France wants to renew the partnership between Europe and Africa ahead of a crucial summit between the two in February.
A meeting was held on Monday in Paris aimed at identifying the priorities for EU member states in their relationship with the African Union, the first event organised by the French government as part of its six-month presidency of the Council of the European Union.
When presenting his programme for his country’s tenure in December, French president Emmanuel Macron made relations with Africa a priority.
He said he wants to “rebuild an economic and financial New Deal with Africa”, highlighting the “somewhat tired” current relationship between the two continents.
Moving from words to action
For the French minister for foreign trade Franck Riester, this partnership is an obvious choice for Europeans.
On Monday, Riester emphasised Europe’s geographical proximity to the African continent, but also the weight of economic relations.
The European bloc is “the leading trade partner, the leading foreign investor and the leading development partner” of Africa, he said.
While the relaunch of the Euro-African partnership is not solely economic in the French president’s mind, trade is an essential part of it.
The European trade commissioner Valdis Dombrovskis welcomed the initiative, saying that more can be done between the two partners.
He said that they must both “strive to strengthen economic integration while leading the climate and digital transition of our economies”.
Dombrovskis added that the potential for growth in trade is important because currently “only about 17 per cent of African trade flows take place between African countries”.
The European Global Gateway investment strategy presented last month is in line with this logic.

[Records taken from a dataset]
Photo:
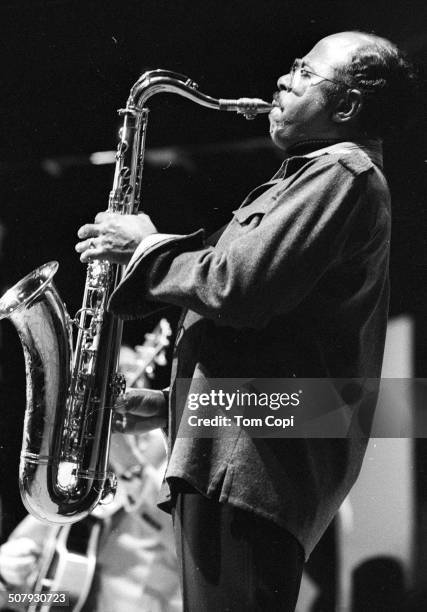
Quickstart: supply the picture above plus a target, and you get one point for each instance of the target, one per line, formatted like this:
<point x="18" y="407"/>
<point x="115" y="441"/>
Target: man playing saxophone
<point x="295" y="287"/>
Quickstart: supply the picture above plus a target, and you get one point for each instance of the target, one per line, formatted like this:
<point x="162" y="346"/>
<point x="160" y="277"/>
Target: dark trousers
<point x="233" y="561"/>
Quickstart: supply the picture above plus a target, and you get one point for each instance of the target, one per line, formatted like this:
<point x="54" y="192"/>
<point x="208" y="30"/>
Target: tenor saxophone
<point x="63" y="472"/>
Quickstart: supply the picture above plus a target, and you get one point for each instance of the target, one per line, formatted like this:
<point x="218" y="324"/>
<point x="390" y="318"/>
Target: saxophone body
<point x="64" y="471"/>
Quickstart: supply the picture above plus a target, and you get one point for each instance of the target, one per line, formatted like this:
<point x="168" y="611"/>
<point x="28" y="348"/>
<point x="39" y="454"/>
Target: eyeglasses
<point x="301" y="78"/>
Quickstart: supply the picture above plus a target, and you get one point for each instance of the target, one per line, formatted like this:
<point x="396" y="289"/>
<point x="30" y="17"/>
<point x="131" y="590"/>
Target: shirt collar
<point x="371" y="147"/>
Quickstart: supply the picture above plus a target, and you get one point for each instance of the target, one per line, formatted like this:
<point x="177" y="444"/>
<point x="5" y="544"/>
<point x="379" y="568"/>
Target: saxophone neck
<point x="157" y="81"/>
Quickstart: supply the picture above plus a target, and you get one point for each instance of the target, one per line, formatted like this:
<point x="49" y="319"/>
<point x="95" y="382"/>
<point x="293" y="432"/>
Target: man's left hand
<point x="113" y="237"/>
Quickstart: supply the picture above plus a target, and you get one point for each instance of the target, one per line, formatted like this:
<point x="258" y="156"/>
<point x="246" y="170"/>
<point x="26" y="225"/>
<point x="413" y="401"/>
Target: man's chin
<point x="280" y="138"/>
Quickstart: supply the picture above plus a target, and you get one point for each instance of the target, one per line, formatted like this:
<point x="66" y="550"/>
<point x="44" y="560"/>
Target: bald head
<point x="379" y="70"/>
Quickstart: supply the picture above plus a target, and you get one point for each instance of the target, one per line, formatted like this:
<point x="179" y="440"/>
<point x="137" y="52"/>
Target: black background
<point x="66" y="66"/>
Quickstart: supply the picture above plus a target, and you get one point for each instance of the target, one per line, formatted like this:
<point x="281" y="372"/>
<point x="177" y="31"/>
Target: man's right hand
<point x="18" y="560"/>
<point x="143" y="409"/>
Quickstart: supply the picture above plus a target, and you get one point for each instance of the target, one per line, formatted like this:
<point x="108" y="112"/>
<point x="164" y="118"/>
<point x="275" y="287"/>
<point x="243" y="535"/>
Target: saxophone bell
<point x="70" y="393"/>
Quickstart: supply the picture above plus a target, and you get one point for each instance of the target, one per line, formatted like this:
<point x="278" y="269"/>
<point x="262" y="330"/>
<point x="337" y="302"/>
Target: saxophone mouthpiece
<point x="249" y="107"/>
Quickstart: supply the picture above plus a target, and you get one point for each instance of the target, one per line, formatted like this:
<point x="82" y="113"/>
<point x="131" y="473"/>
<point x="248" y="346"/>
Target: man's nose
<point x="284" y="82"/>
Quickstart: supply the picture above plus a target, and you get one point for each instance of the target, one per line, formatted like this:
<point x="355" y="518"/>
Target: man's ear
<point x="348" y="107"/>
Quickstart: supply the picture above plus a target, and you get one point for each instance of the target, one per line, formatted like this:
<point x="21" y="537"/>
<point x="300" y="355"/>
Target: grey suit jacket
<point x="296" y="286"/>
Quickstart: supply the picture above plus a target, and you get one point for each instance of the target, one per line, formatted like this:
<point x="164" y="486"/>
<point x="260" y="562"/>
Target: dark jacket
<point x="296" y="286"/>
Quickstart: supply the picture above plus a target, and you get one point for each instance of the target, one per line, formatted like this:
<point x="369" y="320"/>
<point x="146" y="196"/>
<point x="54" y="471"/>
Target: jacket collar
<point x="311" y="149"/>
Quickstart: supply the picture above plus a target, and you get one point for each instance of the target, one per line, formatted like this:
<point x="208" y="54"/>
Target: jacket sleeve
<point x="267" y="267"/>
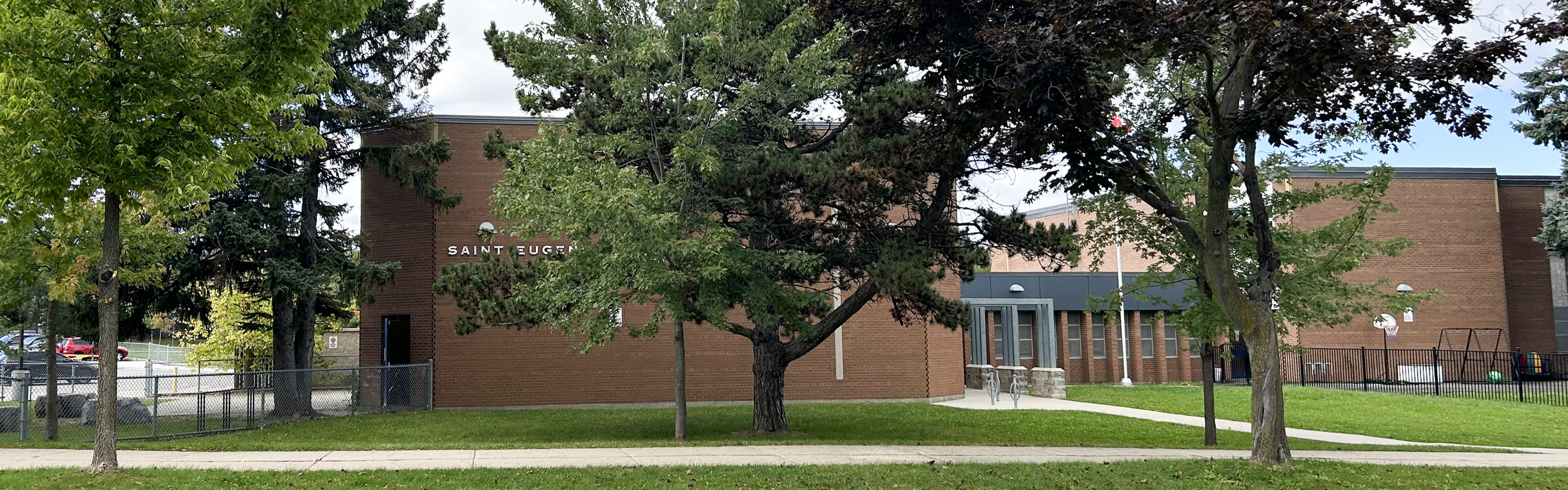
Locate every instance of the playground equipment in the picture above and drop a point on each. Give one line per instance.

(WORK INSTRUCTION 1)
Answer these questions using the text on France's push to renew the Europe–Africa partnership.
(a) What presidency is France holding, and for how long?
(b) According to Franck Riester, what three things is the European bloc for Africa?
(c) According to Valdis Dombrovskis, what share of African trade flows take place between African countries?
(WORK INSTRUCTION 2)
In one to three sentences, explain why Valdis Dombrovskis says the potential for growth in trade is important, according to the text on France's push to renew the Europe–Africa partnership.
(WORK INSTRUCTION 3)
Print the passage from the text on France's push to renew the Europe–Africa partnership, starting at "A meeting was" and ending at "the two continents.".

(EXPECTED OUTPUT 1)
(a) France holds the presidency of the Council of the European Union for six months.
(b) The European bloc is "the leading trade partner, the leading foreign investor and the leading development partner" of Africa.
(c) Only about 17 per cent of African trade flows take place between African countries.

(EXPECTED OUTPUT 2)
Dombrovskis says the potential for growth in trade is important because, at present, only about 17 per cent of African trade flows take place between African countries.

(EXPECTED OUTPUT 3)
A meeting was held on Monday in Paris aimed at identifying the priorities for EU member states in their relationship with the African Union, the first event organised by the French government as part of its six-month presidency of the Council of the European Union.
When presenting his programme for his country’s tenure in December, French president Emmanuel Macron made relations with Africa a priority.
He said he wants to “rebuild an economic and financial New Deal with Africa”, highlighting the “somewhat tired” current relationship between the two continents.